**Article**:
La voix du père Chouard - 4
À Guillaume (suite et fin) :
- Penser à l’avenir en contribuant à sa construction
Sur la remarque - essentielle - d’Étienne, qui consiste à dire que c’est en faisant soi-même l’expérience de l’écriture de bouts de constitution que l’on mesure la puissance de cet outil.
L’auto-congratulation n’a pas grand chose d’important : c’est bien de la prise de conscience de son propre esprit critique, dont il s’agit. Pas nécessairement celle de son propre génie… parce qu’il s’agit bel et bien d’une épreuve de réalité… (je sais, vous n’admettez pas l’idée qu’on peut juger de la qualité d’une constitution indépendamment de son expérimentation réelle par la société). L’idée, je crois, est de dire que pour tous, cette expérience est un formidable moyen de s’élever – Étienne le conseille à tous - ; moi qui en a un peu fait l’expérience, je n’ai pas attendu qu’on me fasse la remarque pour me le dire. C’est, je crois, une expérience dans laquelle se mêlent la liberté et l’autorité : l’apprentissage et le goût de la première, et le rapport à la seconde, la critique spontanée que l’on fait des puissants : celle du sens qu’ils donnent à leur action, celle de leur discours, face à l’idée que l’on apprend peu à peu à se faire du sens de l’action politique.

[Extraits de jeux de données annotés par boîtes englobantes]
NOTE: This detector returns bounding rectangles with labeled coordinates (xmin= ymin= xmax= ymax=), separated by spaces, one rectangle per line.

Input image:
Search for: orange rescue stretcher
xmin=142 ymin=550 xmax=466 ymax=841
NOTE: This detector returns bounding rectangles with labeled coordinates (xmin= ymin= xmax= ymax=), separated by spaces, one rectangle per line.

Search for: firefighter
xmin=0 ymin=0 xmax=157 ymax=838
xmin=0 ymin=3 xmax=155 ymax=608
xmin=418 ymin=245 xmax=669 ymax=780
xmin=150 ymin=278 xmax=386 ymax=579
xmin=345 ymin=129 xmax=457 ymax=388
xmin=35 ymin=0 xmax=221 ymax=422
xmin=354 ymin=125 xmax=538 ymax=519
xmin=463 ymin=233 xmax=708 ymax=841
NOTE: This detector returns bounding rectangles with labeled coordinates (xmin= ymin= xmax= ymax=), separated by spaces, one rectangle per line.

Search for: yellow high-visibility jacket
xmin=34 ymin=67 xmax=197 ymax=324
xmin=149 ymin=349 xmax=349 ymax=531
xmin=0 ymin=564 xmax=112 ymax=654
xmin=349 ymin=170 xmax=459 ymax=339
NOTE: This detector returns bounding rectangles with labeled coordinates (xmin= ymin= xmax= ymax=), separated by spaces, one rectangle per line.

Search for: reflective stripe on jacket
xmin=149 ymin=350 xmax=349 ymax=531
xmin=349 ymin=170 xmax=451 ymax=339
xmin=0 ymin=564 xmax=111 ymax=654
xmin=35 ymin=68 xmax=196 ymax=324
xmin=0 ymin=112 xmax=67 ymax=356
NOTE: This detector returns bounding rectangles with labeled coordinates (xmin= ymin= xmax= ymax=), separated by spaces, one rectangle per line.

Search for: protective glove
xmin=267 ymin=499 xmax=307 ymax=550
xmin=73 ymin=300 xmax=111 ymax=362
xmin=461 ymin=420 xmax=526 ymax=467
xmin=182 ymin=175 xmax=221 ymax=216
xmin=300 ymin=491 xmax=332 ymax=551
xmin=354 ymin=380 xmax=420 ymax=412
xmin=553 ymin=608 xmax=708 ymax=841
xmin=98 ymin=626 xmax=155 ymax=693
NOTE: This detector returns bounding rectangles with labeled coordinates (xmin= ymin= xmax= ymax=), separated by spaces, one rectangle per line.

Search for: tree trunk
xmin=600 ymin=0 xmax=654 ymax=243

**Exercices à réaliser**:
• 1. Relevez tous les noms de personnes qui figurent dans l'article, sous la forme où ils y apparaissent.
• 2. Transcrivez le passage de l'article situé entre « La voix du père » et « de cet outil. », bornes incluses.

**Corrigé des exercices**:
• 1. Chouard (le père Chouard), Guillaume, Étienne

• 2.
La voix du père Chouard - 4
À Guillaume (suite et fin) :
- Penser à l’avenir en contribuant à sa construction
Sur la remarque - essentielle - d’Étienne, qui consiste à dire que c’est en faisant soi-même l’expérience de l’écriture de bouts de constitution que l’on mesure la puissance de cet outil.